• **Ações necessárias**:
1. Responda às perguntas sobre o trecho acerca da linguagem na individuação de Riobaldo, uma resposta por linha:
(a) A quem o autor chamou a linguagem de "porta para o infinito" em carta?
(b) Entre quem o bardo é intermediário?
(c) Que outra arte é citada como tendo função intermediadora?
2. Explique em uma a três frases por que, segundo o trecho acerca da linguagem na individuação de Riobaldo, as conjunções de opostos só seriam possibilitadas pela linguagem.
3. Apresente a continuação do trecho acerca da linguagem na individuação de Riobaldo, começando logo após a última frase mostrada.

No entanto, talvez o que mais importe entender, no âmbito deste trabalho que se conclui, é a noção de que a compreensão do mundo, que nos propõe o romance analisado, só poderia ser veiculada através do Verbo, da palavra escrita. Desta maneira, compreendemos que a realização das diversas conjunções de opostos – conjunções estas que atravessam necessariamente os vários estágios do processo de individuação de Riobaldo – apenas seriam possibilitadas pela linguagem, “porta para o infinito”, conforme disse o autor em carta a seu tradutor Günter Lorenz, e epígrafe a este estudo. O bardo, parece dizer-nos Rosa, é o intermediário entre os homens e os deuses, e a palavra escrita seria o seu instrumento de comunicação por excelência. Outras artes, como a música, por exemplo, também aparecem no texto com essa função intermediadora, mas é sem dúvida a literatura que é ali privilegiada, o que evidentemente não exclui de outros exemplos de individuação caminhos diversos para se chegar ao Si-Mesmo.

• **Linhas**:
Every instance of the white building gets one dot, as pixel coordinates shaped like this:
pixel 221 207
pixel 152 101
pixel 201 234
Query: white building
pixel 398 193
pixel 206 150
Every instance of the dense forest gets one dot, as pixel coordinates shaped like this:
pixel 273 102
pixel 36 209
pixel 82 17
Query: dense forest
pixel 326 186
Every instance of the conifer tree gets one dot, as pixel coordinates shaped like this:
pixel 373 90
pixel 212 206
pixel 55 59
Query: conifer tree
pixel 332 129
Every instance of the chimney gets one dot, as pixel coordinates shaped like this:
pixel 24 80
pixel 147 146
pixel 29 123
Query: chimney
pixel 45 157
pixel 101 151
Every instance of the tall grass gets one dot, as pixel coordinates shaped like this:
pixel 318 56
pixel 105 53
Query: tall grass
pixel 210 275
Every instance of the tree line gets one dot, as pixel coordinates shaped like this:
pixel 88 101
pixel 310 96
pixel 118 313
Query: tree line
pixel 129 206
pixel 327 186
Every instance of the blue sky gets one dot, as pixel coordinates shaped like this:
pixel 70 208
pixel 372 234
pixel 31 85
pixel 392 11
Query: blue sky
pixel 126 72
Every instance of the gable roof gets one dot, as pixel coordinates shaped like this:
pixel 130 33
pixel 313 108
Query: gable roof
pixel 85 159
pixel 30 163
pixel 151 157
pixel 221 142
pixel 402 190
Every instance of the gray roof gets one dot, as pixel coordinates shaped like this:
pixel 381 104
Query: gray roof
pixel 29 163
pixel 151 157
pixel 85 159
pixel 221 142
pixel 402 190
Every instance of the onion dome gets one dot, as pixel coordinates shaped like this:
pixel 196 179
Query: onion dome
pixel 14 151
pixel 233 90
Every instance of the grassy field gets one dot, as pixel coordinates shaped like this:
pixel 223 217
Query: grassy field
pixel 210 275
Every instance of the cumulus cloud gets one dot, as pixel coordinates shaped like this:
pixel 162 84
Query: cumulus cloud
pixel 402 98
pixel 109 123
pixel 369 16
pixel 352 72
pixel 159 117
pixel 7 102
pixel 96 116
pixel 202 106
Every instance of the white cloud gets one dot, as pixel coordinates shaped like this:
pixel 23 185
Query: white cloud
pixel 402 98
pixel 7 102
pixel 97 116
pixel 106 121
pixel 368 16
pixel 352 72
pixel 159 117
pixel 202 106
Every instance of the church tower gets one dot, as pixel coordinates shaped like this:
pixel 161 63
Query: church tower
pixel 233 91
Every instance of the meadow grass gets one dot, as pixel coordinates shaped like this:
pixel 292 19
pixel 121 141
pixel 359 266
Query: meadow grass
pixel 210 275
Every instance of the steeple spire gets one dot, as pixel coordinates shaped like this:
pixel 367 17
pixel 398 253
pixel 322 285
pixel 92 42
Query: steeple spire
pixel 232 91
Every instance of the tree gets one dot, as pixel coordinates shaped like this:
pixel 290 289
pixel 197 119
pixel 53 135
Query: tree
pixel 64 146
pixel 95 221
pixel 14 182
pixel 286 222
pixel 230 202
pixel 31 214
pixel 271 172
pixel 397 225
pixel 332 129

• **Respostas por tarefa**:
1.
(a) Ao seu tradutor Günter Lorenz.
(b) Entre os homens e os deuses.
(c) A música.

2. O trecho afirma que a compreensão do mundo proposta pelo romance só poderia ser veiculada pelo Verbo, isto é, pela palavra escrita. Por isso, as conjunções de opostos que atravessam os estágios da individuação de Riobaldo só seriam possibilitadas pela linguagem, chamada pelo autor de "porta para o infinito".

3.
Por fim, a chave para compreender o sucesso do atualíssimo romance de Rosa, que este ano completa cinqüenta anos, poderia ser a certeza interior de que é possível chegar-se ao Selbst, ainda que apenas através da imaginação criadora. Por outro lado, esse conforto possibilitado pelo mito dá alento e prazer numa sociedade marcada pelo excessivo racionalismo e esterilidade espiritual. Assim, o propósito deste artigo é, no fundo, o de lembrar-nos que Grande sertão: veredas seria também uma ponte que nos conduziria pela fruição da beleza estética até as verdades mais profundas da mente humana. Essa atualidade simbólica do texto – que vai beber nas estruturas mesmo da mitologia e da literatura universais – prova que o paradigma continua válido, e que a viagem iniciática de Riobaldo Rosa ilumina, ainda pertinentemente, o leitor do século XXI.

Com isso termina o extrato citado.